Your task:
Transcribe each of the entries below verbatim, preserving every word, character, and line break without alteration.
++++ Dataset records ++++
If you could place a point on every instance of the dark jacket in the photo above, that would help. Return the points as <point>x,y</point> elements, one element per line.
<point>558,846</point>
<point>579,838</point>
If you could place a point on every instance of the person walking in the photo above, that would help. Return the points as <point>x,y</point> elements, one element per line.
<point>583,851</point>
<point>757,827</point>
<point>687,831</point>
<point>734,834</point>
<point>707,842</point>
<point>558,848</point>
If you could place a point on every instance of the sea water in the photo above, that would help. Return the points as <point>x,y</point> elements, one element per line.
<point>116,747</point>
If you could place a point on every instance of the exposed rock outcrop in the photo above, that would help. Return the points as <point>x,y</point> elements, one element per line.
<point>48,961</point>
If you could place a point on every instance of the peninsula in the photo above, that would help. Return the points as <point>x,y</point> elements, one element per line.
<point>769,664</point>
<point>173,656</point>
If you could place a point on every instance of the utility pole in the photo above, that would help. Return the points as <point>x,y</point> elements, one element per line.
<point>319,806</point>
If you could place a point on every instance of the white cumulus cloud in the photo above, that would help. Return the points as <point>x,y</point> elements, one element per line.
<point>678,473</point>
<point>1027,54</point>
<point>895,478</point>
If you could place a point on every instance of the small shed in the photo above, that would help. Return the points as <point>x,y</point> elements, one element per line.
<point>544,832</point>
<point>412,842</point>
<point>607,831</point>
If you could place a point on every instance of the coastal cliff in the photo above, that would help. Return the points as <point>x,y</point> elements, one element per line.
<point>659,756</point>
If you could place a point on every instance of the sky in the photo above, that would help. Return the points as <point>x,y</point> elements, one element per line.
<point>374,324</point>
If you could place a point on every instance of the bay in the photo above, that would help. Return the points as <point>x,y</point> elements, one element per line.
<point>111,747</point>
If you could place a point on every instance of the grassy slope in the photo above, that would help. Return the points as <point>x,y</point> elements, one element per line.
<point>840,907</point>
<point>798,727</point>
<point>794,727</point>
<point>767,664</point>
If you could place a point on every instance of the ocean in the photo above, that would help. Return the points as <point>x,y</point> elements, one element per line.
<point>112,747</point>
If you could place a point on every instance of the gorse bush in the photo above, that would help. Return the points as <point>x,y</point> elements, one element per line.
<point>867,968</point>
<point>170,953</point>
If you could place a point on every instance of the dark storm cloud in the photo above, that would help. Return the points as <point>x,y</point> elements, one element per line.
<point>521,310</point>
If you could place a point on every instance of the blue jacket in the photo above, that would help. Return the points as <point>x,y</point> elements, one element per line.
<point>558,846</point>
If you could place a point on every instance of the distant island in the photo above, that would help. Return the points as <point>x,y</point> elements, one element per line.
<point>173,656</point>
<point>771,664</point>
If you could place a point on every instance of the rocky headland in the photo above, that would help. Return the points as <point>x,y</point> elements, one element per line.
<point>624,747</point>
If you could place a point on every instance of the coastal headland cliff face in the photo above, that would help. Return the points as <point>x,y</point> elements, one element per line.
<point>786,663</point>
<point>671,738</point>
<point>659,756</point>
++++
Solution for this exercise:
If you could place a point on every instance of the dark jacket in the photo above, that would help. Return the points as <point>x,y</point> elements, one element per line.
<point>558,846</point>
<point>579,838</point>
If you could place a point on every instance of the person walking in the photo above, that would help. Return the points as <point>x,y</point> elements, one element per line.
<point>583,851</point>
<point>757,827</point>
<point>687,831</point>
<point>734,834</point>
<point>707,842</point>
<point>558,848</point>
If you could place a point on every instance of the sea water in the photo above, that would help. Return the points as <point>x,y</point> elements, one element per line.
<point>116,747</point>
If you could place a point on every instance of the exposed rock outcrop in the photo above, that would help. Return the points as <point>x,y</point> elements, one element per line.
<point>48,961</point>
If you could place a point on every instance of the peninsula in the photo above, that would help. Return the points as <point>x,y</point> elements, one element per line.
<point>769,664</point>
<point>173,656</point>
If you could place a point on every instance of the utility pole in the photo above, that would help. Return the points as <point>x,y</point> elements, one element per line.
<point>319,806</point>
If you could place a point on every instance of the white cumulus cloud in the photo above, that would help. Return the points as <point>x,y</point> elements, one element per line.
<point>678,473</point>
<point>1027,54</point>
<point>895,478</point>
If you could place a point on every instance of the small shed in the photo above, that would help. Return the points as <point>x,y</point> elements, one element per line.
<point>544,832</point>
<point>412,842</point>
<point>607,831</point>
If you could place a point on every instance of the coastal cliff in the photo above, that would help. Return the points as <point>x,y</point> elements, one element per line.
<point>659,756</point>
If you could place a point on every instance of the sky in the photo above, that would help. Return the points as <point>x,y</point> elements, one element per line.
<point>374,324</point>
If you could place a point on every instance of the bay in the photo above, that would help. Return the points as <point>x,y</point> elements, one element per line.
<point>111,747</point>
If you could place a point on every instance of the grassy slope in the photo above, that would help. Return the points as <point>x,y</point> elements, one element per line.
<point>840,907</point>
<point>798,727</point>
<point>794,727</point>
<point>767,664</point>
If you could place a point on every instance of the ocean in the photo above, that would help. Return the points as <point>x,y</point> elements, one element per line.
<point>112,747</point>
If you could place a point on every instance of the gorse bush in the photo above, that would help. Return the points as <point>x,y</point> elements, one element per line.
<point>867,968</point>
<point>170,953</point>
If you could place a point on every instance of the dark storm cloud in the photo above, that would help. Return the points as <point>x,y</point> elements, one element per line.
<point>521,310</point>
If you could place a point on every instance of the blue jacket in the photo above, that would help. Return the points as <point>x,y</point> elements, one element per line.
<point>558,846</point>
If you could place a point on every instance of the distant island in the photo above, that would help. Return the points as <point>x,y</point> elements, one element per line.
<point>173,656</point>
<point>771,664</point>
If you could place a point on every instance of the rocky headland in the photo above, that would help. Return the points as <point>x,y</point> elements, one element per line.
<point>624,747</point>
If you could place a point on every instance of the coastal headland cliff face in the photo above, that would help. Return the points as <point>x,y</point> elements, one element per line.
<point>786,663</point>
<point>671,738</point>
<point>659,756</point>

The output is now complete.